* _Page text_:
The city of Albany, New York, suffered a ransomware attack last week, though city officials said most municipal services are still accessible to residents. Mayor Kathy Sheehan made news of the cyberattack public in a tweet Saturday.
“We are currently determining the extent of the compromise,” she wrote. “We are committed to keeping you informed and will provide updates as they become available.”
On Sunday, the mayor issued a brief update, writing that “all city services will be available to the public” with the exception of vital records like birth and death certificates and applications for marriage licenses. City employees were expected to report to work at the usual time Monday, with municipal buildings opening to the public at noon.
Other details about the ransomware attack are slim. Officials did not specify the name of the malware that struck the city, or the ransom amount demanded. Sheehan’s spokesman, Brian Shea, said he could not comment on details of the attack, instead referring StateScoop to a screenshot of the mayor’s Sunday evening tweet.
With the attack, Albany joins a frequently expanding list of small and midsize cities and counties that have fallen prey to ransomware. Last month, rural Jackson County, Georgia, paid $400,000 to regain access to its government computer systems after being attacked by Ryuk malware. Orange County, North Carolina, reported last month that it was able to quickly recover from a ransomware attack without paying up. And in January, officials in Akron, Ohio, took several city services offline amid a major winter storm after detecting ransomware activity on their network. (It was later revealed Akron was dealing with the Emotet trojan horse malware, which is often used as a delivery system for the costly Ryuk ransomware virus, according to Duo Security.)

* _Requirement 1_: Summarize the Albany ransomware article in two sentences.
* _Requirement 2_: Identify every local government other than Albany that the Albany ransomware article names as having been hit by ransomware or related malware.
* _Requirement 3_: Carry on the Albany ransomware article from the end of its final paragraph.
The rows that follow have no connection to the Albany ransomware article.

* _Available data_:
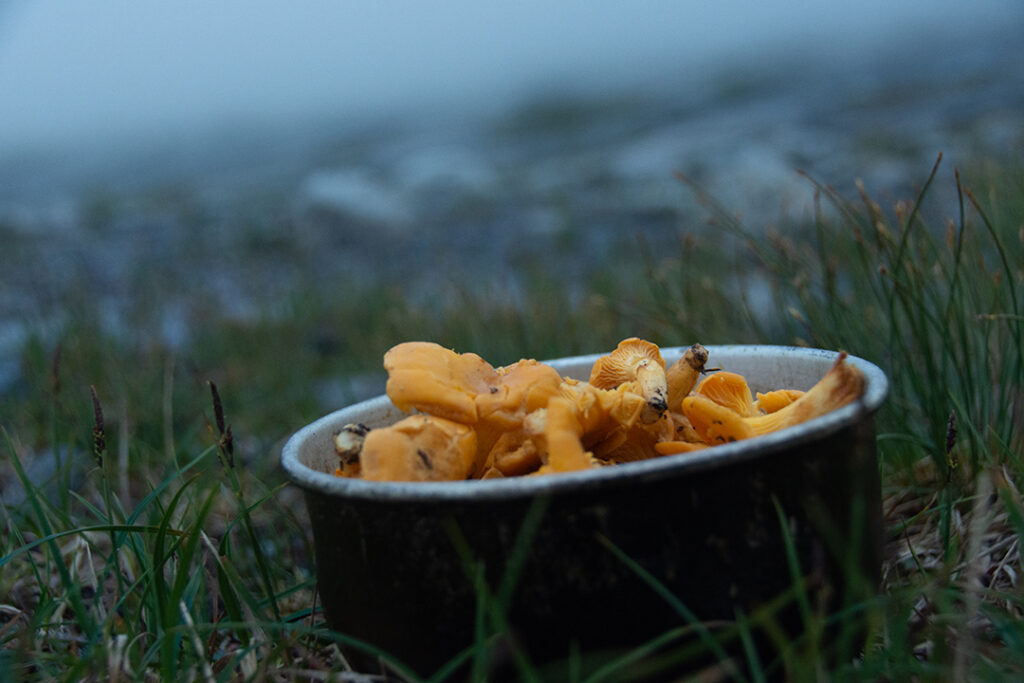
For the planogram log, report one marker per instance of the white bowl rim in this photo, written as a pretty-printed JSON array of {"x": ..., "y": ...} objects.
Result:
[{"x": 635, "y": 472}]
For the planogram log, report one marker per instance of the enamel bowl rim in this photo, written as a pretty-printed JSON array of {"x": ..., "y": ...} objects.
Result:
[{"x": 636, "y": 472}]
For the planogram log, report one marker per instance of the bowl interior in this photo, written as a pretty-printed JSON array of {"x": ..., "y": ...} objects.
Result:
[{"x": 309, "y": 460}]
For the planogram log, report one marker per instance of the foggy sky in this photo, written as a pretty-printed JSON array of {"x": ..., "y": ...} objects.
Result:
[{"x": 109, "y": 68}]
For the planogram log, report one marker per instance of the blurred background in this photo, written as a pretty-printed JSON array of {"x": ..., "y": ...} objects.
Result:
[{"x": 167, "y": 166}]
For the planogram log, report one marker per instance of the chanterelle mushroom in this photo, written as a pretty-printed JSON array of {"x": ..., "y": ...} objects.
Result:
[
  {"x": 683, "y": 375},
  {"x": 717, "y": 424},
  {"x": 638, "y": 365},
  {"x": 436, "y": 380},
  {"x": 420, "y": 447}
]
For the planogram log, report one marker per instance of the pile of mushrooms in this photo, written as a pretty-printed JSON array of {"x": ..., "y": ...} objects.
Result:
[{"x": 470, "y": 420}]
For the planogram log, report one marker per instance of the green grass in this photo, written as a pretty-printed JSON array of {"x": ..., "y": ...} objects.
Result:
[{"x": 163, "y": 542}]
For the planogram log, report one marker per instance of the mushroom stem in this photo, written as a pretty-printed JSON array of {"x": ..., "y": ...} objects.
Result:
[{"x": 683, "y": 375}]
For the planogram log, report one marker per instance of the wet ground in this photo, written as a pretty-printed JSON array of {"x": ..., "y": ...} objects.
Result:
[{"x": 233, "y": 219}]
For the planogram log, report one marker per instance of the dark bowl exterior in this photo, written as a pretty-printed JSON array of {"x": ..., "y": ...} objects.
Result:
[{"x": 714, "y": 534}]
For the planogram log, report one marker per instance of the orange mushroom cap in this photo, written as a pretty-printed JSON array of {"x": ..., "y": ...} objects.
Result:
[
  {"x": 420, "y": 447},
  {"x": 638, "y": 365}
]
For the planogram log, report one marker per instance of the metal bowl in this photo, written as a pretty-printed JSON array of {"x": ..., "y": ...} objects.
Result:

==

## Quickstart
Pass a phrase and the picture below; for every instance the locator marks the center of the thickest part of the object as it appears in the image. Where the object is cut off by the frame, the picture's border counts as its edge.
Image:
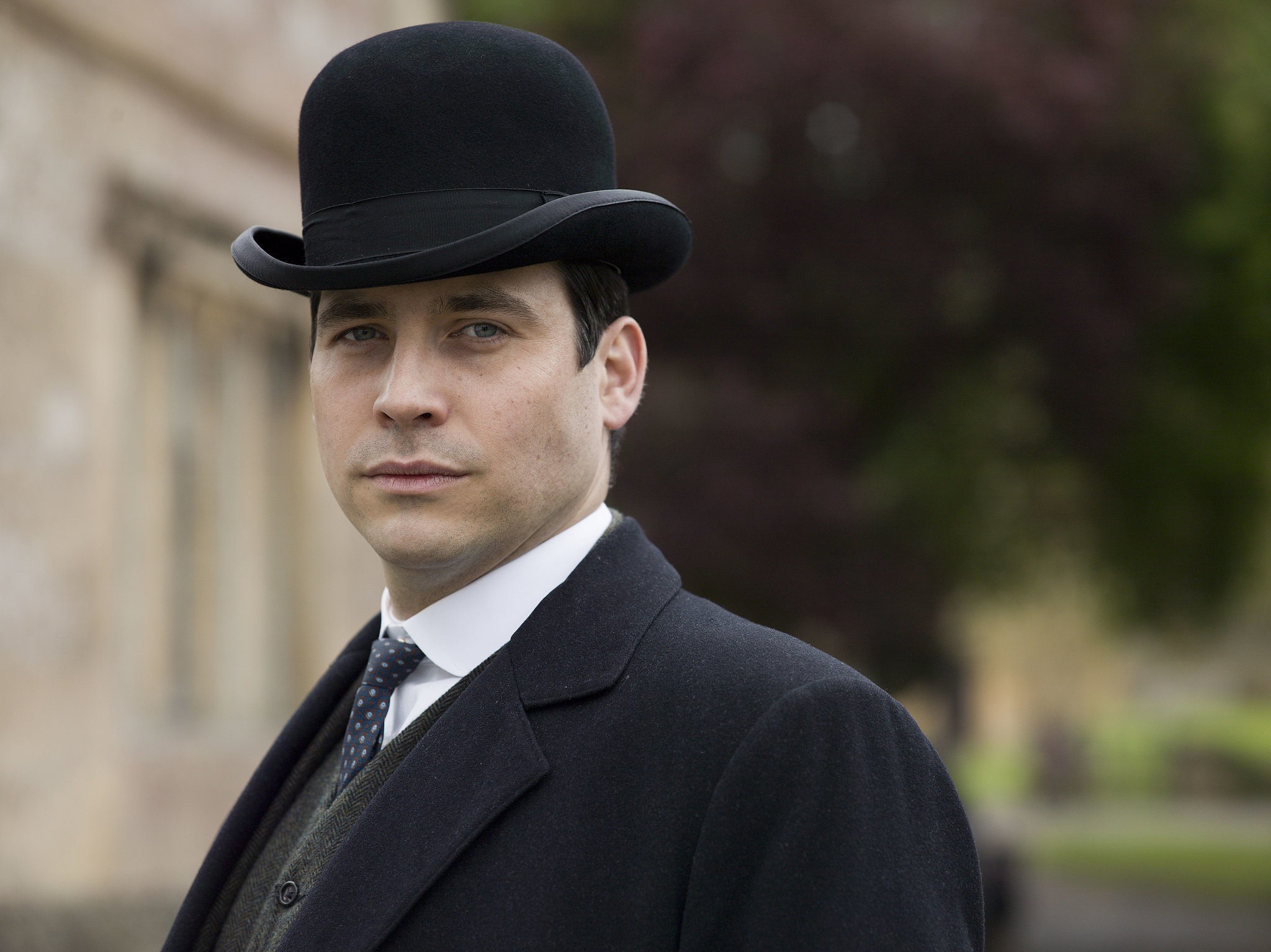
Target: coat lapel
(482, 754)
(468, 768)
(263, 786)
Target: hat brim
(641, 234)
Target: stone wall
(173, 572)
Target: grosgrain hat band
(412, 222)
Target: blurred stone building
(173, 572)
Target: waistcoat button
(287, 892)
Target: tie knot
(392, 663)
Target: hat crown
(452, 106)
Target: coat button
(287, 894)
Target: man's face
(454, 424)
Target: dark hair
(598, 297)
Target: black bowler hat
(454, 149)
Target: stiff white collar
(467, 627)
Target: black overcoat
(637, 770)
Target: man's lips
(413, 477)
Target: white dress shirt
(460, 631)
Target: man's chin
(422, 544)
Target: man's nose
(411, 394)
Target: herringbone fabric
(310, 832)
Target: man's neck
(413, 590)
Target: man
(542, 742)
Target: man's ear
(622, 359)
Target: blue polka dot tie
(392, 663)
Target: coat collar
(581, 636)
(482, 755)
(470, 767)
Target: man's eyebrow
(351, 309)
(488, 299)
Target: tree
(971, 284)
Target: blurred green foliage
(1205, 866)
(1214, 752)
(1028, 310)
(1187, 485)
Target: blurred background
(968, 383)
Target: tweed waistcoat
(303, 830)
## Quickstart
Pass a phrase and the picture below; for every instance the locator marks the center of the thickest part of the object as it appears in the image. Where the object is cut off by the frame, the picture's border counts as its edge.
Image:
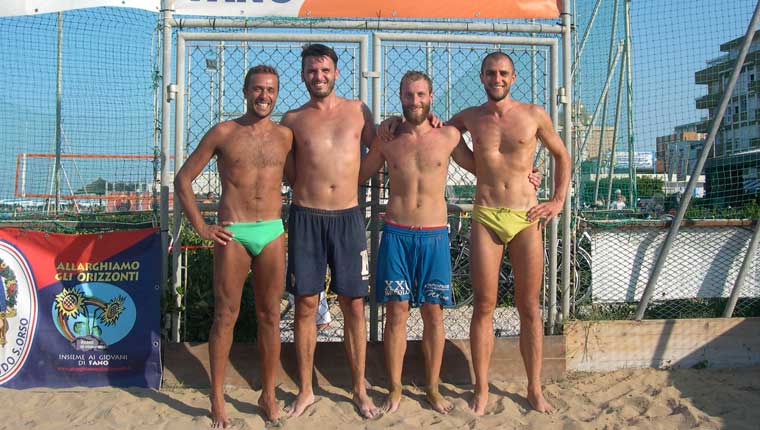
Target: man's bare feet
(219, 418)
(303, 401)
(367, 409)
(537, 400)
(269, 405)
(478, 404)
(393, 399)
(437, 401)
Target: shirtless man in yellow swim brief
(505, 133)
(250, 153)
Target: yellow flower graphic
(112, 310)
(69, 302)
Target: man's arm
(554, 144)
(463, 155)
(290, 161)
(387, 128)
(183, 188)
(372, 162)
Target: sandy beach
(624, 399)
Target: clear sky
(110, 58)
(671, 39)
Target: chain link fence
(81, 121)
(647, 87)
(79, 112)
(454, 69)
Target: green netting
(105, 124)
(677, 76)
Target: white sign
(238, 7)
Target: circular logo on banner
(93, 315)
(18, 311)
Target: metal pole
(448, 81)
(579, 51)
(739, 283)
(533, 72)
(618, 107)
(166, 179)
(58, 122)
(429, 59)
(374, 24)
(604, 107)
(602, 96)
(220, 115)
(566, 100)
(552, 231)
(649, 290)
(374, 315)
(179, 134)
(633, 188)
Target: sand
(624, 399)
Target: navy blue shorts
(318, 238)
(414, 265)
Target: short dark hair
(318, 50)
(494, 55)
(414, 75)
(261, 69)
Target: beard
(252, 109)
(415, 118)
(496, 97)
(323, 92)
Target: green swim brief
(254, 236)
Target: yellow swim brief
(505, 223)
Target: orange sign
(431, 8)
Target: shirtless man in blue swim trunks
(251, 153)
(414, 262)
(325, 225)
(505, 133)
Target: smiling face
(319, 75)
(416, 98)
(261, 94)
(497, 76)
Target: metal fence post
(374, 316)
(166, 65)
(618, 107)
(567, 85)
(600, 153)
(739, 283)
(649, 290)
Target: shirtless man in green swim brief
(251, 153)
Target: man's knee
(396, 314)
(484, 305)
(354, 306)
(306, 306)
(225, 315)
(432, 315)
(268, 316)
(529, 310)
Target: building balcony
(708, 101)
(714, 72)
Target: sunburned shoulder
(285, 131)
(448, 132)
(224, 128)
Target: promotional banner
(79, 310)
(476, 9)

* _Task output 1_: Albany, New York, was hit by a ransomware attack that Mayor Kathy Sheehan announced on Saturday, and by Sunday she said all city services would be available except vital records such as birth and death certificates and marriage license applications. Officials gave few other details, naming neither the malware nor the ransom demanded, and the city now joins a growing list of small and midsize local governments struck by ransomware.

* _Task output 2_:
- Jackson County, Georgia
- Orange County, North Carolina
- Akron, Ohio

* _Task output 3_:
While Sheehan’s office said the extent of the Albany ransomware attack has been contained to the records and marriage-certificate offices, there are conflicting reports of whether the incident extended to the city’s police department. In a Facebook post early Sunday, Gregory McGee, the vice president of the Albany Police Officers Union, wrote that officers have been cut off from email, shift scheduling programs and the incident-reporting software used by computers inside patrol cars.
“What this all means for the residents of the City of Albany is that at the start of each shift, it is unknown who is working and what manpower the department has,” McGee wrote. “Calls for service may take longer than expected to complete due to the fact officers do not have the tools at hand to provide the appropriate level of service.”
Shea disputed McGee’s claims.
“Service from the Albany Police Department was not disrupted as a part of this incident,” he said.